Set problem:
Reproduce the lines of each entry below word for word, but omit the pictures from your output.

### Supplied data ###

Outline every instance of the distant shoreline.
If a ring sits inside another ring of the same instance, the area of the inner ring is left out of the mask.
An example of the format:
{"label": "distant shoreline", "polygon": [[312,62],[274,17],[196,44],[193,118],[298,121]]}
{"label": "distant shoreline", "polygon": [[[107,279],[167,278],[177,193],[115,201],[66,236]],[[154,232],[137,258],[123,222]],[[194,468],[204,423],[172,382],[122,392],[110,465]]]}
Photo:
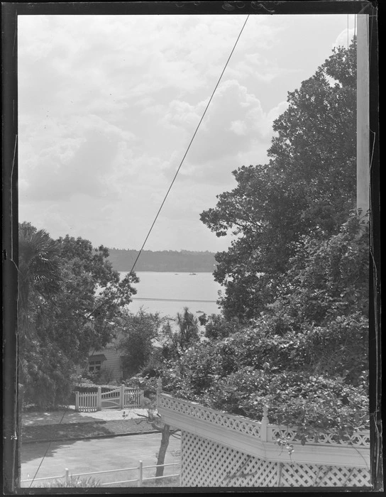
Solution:
{"label": "distant shoreline", "polygon": [[[118,273],[129,273],[130,269],[116,269]],[[194,271],[197,274],[199,273],[213,273],[213,271]],[[134,273],[175,273],[175,274],[192,274],[192,271],[160,271],[157,269],[134,269]],[[193,274],[192,275],[192,276],[194,275]]]}
{"label": "distant shoreline", "polygon": [[[138,256],[138,252],[132,249],[109,248],[109,260],[113,268],[122,273],[131,271]],[[216,266],[214,256],[213,252],[208,251],[145,250],[136,268],[138,272],[213,273]]]}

###

Reply to the task:
Outline every instance of the distant shoreline.
If a ring sits inside another ring of the same instance, the area of the inner ring is left out of the mask.
An example of the format:
{"label": "distant shoreline", "polygon": [[312,62],[274,17],[196,44],[193,118],[298,121]]}
{"label": "distant shoreline", "polygon": [[[107,279],[167,278],[177,193],[115,201],[66,236]],[[154,232],[137,258],[123,222]],[[194,468],[204,423],[172,382],[122,392],[110,465]]]}
Photo:
Solution:
{"label": "distant shoreline", "polygon": [[[118,273],[129,273],[130,269],[116,269]],[[194,271],[197,274],[199,273],[213,273],[213,271]],[[134,273],[175,273],[175,274],[192,274],[192,271],[160,271],[157,269],[134,269]],[[193,274],[192,275],[192,276],[194,275]]]}
{"label": "distant shoreline", "polygon": [[[138,256],[138,252],[132,249],[109,248],[109,260],[113,268],[122,273],[131,271]],[[216,266],[214,256],[213,252],[208,251],[145,250],[136,268],[138,272],[213,273]]]}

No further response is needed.